[Records from a data collection]
....
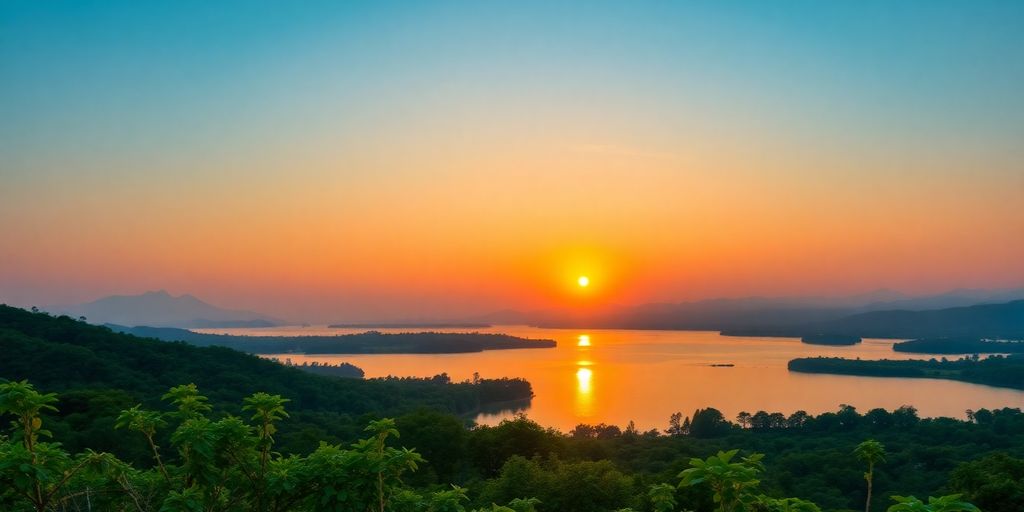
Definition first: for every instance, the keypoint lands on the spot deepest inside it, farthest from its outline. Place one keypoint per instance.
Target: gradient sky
(394, 160)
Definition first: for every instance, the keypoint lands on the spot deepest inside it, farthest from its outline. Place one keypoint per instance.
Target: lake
(612, 376)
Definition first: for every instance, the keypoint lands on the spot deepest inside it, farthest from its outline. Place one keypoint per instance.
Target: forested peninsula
(122, 400)
(993, 371)
(369, 342)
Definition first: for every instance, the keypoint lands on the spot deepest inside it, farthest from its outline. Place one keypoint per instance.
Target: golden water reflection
(637, 375)
(585, 391)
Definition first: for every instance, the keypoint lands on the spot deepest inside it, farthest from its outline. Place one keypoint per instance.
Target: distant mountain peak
(160, 308)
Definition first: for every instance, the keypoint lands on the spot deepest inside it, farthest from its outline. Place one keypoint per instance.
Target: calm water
(616, 376)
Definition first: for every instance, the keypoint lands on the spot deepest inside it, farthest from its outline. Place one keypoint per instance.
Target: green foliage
(994, 483)
(732, 483)
(949, 503)
(663, 497)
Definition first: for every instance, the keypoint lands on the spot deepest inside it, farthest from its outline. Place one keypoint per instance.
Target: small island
(830, 339)
(993, 371)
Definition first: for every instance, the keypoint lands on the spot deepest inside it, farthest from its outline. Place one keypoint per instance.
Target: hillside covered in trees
(369, 342)
(252, 434)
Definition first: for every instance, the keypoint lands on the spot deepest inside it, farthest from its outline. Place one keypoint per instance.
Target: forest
(958, 345)
(369, 342)
(992, 371)
(115, 422)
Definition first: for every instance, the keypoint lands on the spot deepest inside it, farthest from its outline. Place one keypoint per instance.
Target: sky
(354, 161)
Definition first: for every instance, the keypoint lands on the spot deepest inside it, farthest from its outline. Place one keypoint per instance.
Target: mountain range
(160, 308)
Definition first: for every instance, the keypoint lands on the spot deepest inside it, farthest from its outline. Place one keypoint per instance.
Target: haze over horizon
(445, 160)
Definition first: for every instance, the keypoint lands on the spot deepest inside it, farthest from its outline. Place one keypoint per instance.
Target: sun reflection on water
(585, 390)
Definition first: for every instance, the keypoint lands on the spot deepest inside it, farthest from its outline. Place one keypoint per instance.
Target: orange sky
(370, 166)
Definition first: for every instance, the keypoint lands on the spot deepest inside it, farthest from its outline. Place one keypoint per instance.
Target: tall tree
(871, 453)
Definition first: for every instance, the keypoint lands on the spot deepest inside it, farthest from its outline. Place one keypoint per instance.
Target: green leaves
(188, 401)
(663, 497)
(870, 452)
(950, 503)
(731, 482)
(140, 420)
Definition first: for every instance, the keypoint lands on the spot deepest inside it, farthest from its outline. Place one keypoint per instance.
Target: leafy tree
(949, 503)
(871, 453)
(663, 497)
(994, 482)
(731, 482)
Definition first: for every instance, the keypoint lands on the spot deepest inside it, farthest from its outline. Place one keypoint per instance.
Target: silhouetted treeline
(345, 370)
(984, 321)
(993, 371)
(369, 342)
(958, 346)
(830, 339)
(98, 374)
(97, 371)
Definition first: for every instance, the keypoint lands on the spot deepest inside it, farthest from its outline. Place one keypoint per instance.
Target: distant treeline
(98, 372)
(410, 325)
(830, 339)
(369, 342)
(985, 321)
(345, 370)
(958, 345)
(992, 371)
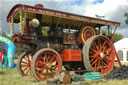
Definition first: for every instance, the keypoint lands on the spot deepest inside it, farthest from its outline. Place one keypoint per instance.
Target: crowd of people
(3, 58)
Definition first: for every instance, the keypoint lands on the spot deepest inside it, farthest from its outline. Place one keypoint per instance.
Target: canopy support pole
(12, 27)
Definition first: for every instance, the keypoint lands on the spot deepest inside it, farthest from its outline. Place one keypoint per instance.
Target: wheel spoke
(103, 44)
(28, 71)
(96, 46)
(94, 61)
(24, 62)
(93, 50)
(51, 59)
(25, 69)
(24, 65)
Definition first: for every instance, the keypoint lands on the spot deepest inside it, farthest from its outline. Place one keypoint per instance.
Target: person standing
(1, 60)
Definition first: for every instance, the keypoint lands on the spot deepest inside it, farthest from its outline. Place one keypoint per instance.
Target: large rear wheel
(98, 54)
(46, 62)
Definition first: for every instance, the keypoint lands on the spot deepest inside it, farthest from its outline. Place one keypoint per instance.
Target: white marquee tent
(122, 49)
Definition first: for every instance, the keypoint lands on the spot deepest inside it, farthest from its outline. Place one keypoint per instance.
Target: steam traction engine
(58, 38)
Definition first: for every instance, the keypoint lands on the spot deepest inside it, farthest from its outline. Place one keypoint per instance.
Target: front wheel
(46, 62)
(24, 64)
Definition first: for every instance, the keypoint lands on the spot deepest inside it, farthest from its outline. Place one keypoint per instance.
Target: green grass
(12, 77)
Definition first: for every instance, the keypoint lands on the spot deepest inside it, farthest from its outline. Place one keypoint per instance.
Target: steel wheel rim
(25, 65)
(47, 64)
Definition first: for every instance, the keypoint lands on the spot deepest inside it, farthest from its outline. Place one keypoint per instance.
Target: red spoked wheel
(46, 62)
(98, 54)
(24, 64)
(86, 32)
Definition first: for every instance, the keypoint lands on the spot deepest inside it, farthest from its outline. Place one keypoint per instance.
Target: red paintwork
(71, 55)
(118, 60)
(16, 40)
(55, 13)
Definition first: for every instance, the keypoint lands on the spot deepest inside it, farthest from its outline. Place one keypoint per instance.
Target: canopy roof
(122, 44)
(53, 16)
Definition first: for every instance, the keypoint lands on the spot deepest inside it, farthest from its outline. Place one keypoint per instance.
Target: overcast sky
(112, 10)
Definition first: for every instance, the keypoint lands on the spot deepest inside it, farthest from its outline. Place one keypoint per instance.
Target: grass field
(12, 77)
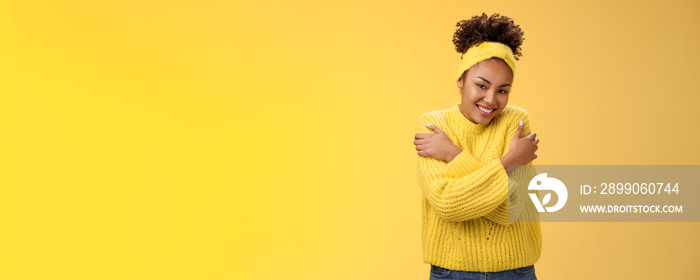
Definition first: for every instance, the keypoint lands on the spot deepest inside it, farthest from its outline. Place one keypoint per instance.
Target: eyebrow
(485, 80)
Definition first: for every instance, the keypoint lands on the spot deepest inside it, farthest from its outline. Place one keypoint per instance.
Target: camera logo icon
(542, 183)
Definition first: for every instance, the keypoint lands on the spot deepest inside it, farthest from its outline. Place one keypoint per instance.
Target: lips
(485, 110)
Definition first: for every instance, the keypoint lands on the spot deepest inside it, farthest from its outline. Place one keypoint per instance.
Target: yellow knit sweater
(465, 202)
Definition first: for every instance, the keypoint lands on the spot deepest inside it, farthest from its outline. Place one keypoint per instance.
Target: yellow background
(273, 139)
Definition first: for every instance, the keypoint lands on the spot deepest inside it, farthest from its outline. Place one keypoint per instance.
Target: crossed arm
(459, 186)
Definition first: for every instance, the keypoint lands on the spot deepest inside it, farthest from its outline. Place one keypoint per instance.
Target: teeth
(484, 110)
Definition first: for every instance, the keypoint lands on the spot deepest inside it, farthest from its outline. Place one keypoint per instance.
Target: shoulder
(436, 117)
(432, 116)
(513, 112)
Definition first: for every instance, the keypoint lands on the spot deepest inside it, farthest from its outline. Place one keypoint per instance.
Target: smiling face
....
**WHAT TO WORK ON:** Write the listing out a second time exactly, dropping all images.

**FULL RESPONSE:**
Definition first: for every instance, the keypoint lands on the spot deepest inside it, farthest from its outline. Place one keypoint per instance.
Target: gradient sky
(394, 160)
Definition first: for every instance, the keypoint lands on the spot deepest inside it, farthest from its outline. Place one keypoint per instance.
Target: lake
(612, 376)
Definition first: for every instance, the keypoint lands on the spot deepest inside it, farthest from its outline. Place one keypoint per instance.
Target: forested peninsula
(122, 400)
(993, 371)
(369, 342)
Definition first: for every instance, the keypoint lands on the spot deepest inside it, farthest from its outline. Place one keypoint per instance.
Target: golden water reflection
(637, 375)
(585, 391)
Definition first: for every instance, the keypoint lands on the spot deepest inside it, farthest from its outline. Place one keypoint per instance.
Target: distant mountain peak
(160, 308)
Definition first: for every instance, the keypoint lands on the spot deepest inside it, farthest from its outline. Place one keypoint per instance.
Target: calm water
(616, 376)
Definition first: for every instance, the keypoint lands on the spot deepest inside it, farthest from its outline. Place one keypoint per instance.
Target: green foliage
(994, 483)
(732, 483)
(949, 503)
(663, 497)
Definition first: for every instance, the keypoint lands on the spot deepest inside it, farthest from its outline. Place one keypoint per instance.
Target: small island
(830, 339)
(993, 371)
Definition first: for every instance, the keypoint lands on the spot deepest inside it, farthest from its outline. Place one keypoint per instance.
Target: hillside covered in trees
(369, 342)
(252, 434)
Definition first: for every instance, the keypoint lands on the spot deepest inside it, farthest from its outline. Place one keypoint per instance.
Target: forest
(958, 345)
(369, 342)
(992, 371)
(115, 422)
Definition first: for every instance, the keypoint lands on the spot deepest inside it, farthest from its outline. Place one keypoint per instance.
Target: sky
(354, 161)
Definition first: for every instance, the keypoint lands on the spot deepest inside it, farthest from its outline. Place one keypoint per instance.
Target: mountain range
(160, 308)
Definition first: for every instance, the keypoint lands on the spot deepest inside it, farthest from its outline. Place one keypoint per instance.
Target: haze over horizon
(445, 160)
Definition first: for every instance, the keypoint lands on the spot deepest inside it, farthest from its outline. Place one keypoint per instance.
Target: sun reflection on water
(585, 390)
Definition first: for every instance, the keypoint lands on the spot deepest inside it, farthest from its outline. Place one keypoint per instance.
Target: orange sky
(370, 166)
Definition first: for every instance, the keypoint lands on the spot deepest inside it, farthest from its outline. Place one keypoint per instance.
Target: tall tree
(871, 453)
Definition first: for every instance, the keypoint lands on the spot deepest inside it, farthest from its outline. Place one keypoint per instance.
Target: green leaves
(188, 401)
(663, 497)
(870, 452)
(950, 503)
(731, 482)
(140, 420)
Definition first: for every instance, the keypoint lands on the spot deepest inside it, farthest from its outline. Place one keypoint per instance.
Target: leafy tree
(949, 503)
(871, 453)
(663, 497)
(994, 482)
(731, 482)
Definition first: for every instance, the keypoint lands on the spot deepest inside it, farthest from its outline. Place one keypoint per instance.
Target: silhouetted treeline
(345, 370)
(984, 321)
(993, 371)
(369, 342)
(958, 346)
(830, 339)
(98, 374)
(97, 371)
Definition first: for every instance, the keypoint lands on the spot deepest inside it, farthest from its outline. Place one keypoint per instance.
Target: distant treeline
(98, 372)
(410, 325)
(830, 339)
(369, 342)
(985, 321)
(345, 370)
(958, 345)
(992, 371)
Definition first: for every instance, the keypoint lands on the spot deepest inside it, farthest from its outline. Place one keypoint per instance.
Target: crowd of people
(3, 58)
Definition first: for every instance, the keypoint lands on the spot deepest inside it, farthest from its outline. Place one keypoint per instance.
Target: canopy support pole
(12, 27)
Definition first: for every instance, the keypoint lands on the spot deepest inside it, farthest from its outline. Place one keypoint per instance.
Target: wheel spoke
(103, 44)
(28, 71)
(96, 46)
(94, 61)
(24, 62)
(93, 50)
(51, 59)
(25, 69)
(24, 65)
Definition first: for every instance, the keypoint lands on the spot deepest inside it, farthest from its outline. Place one keypoint per instance.
Target: person standing
(1, 60)
Definition first: for every instance, the keypoint lands on the spot deepest inside it, farthest from its outline. Place one keypoint per instance.
Target: large rear wheel
(98, 54)
(46, 62)
Definition first: for every instance, the keypoint lands on the spot deepest inside it, farthest from its outline. Place one keypoint per instance.
Target: white marquee tent
(122, 49)
Definition first: for every instance, the keypoint lands on the spot deepest inside it, farthest from its outline. Place one keypoint per instance.
Target: steam traction engine
(58, 38)
Definition first: for every instance, the keypoint lands on the spot deepest inside it, farthest from its outline. Place one keypoint per instance.
Target: front wheel
(46, 62)
(24, 64)
Definition first: for every instance, the keypoint lands on the spot deepest inside it, farthest from its outline. Place one keypoint per instance.
Target: green grass
(12, 77)
Definition first: for every instance, the keypoint lands on the spot deepest inside it, farthest from its outline. Place one keypoint per instance.
Target: steel wheel rim
(25, 65)
(47, 64)
Definition first: for every instance, the keypoint lands on the spot deepest inside it, farthest from its outline. Place one keypoint per instance.
Target: red spoked wheel
(46, 62)
(98, 54)
(24, 64)
(86, 32)
Definition first: for every instance, the keypoint lands on the spot deepest inside it, farthest from its outline. Place one keypoint per instance.
Target: red paintwork
(71, 55)
(118, 60)
(16, 40)
(55, 13)
Definition first: for every instance, the keypoint lands on the spot deepest inside it, farthest from its outline. Place one keypoint per instance.
Target: canopy roof
(122, 44)
(53, 16)
Definition first: for every instance, the keypoint lands on the spot deepest inside it, farthest from its outline. Place one keypoint per instance.
Target: overcast sky
(112, 10)
Definition first: for every instance, the keypoint lands on the spot deepest inside it, farthest from its outline. Place one keypoint per instance.
Target: grass field
(12, 77)
Definition first: for every instance, the keypoint lands on the spot deepest inside it, farthest from its outline. Place one keypoint per instance.
Target: eyebrow
(485, 80)
Definition first: for every instance, the keypoint lands on the spot deepest inside it, farthest from its outline. Place one keypoint per instance.
Target: camera logo icon
(542, 183)
Definition first: for every instance, the keypoint lands on the spot deepest inside it, farthest from its outline. Place one keypoint per instance.
Target: lips
(485, 110)
Definition first: for every instance, the keypoint lands on the spot deepest inside it, farthest from its outline. Place one keypoint per instance.
Target: yellow knit sweater
(465, 202)
Definition first: for every instance, the keypoint lands on the spot deepest inside it, farthest from its outline. Place one keypoint per instance.
Target: yellow background
(273, 139)
Definition first: for every instance, the keypoint lands on the spot deepest inside it, farthest from its outline. Place one keypoint per instance.
Target: crossed arm
(459, 186)
Definition first: for every instance, the keypoint lands on the spot deepest inside it, farthest from its outline. Place one keypoint per instance.
Target: teeth
(484, 110)
Definition first: for every instance, the keypoint lands on the spot deepest inside it, farthest from its outline. Place one keypoint per instance.
Target: shoulder
(436, 117)
(432, 116)
(513, 112)
Definition first: for every instance, the keypoint lands on the spot deepest inside it, farthest from its outline. Place one keypoint per instance.
Target: smiling face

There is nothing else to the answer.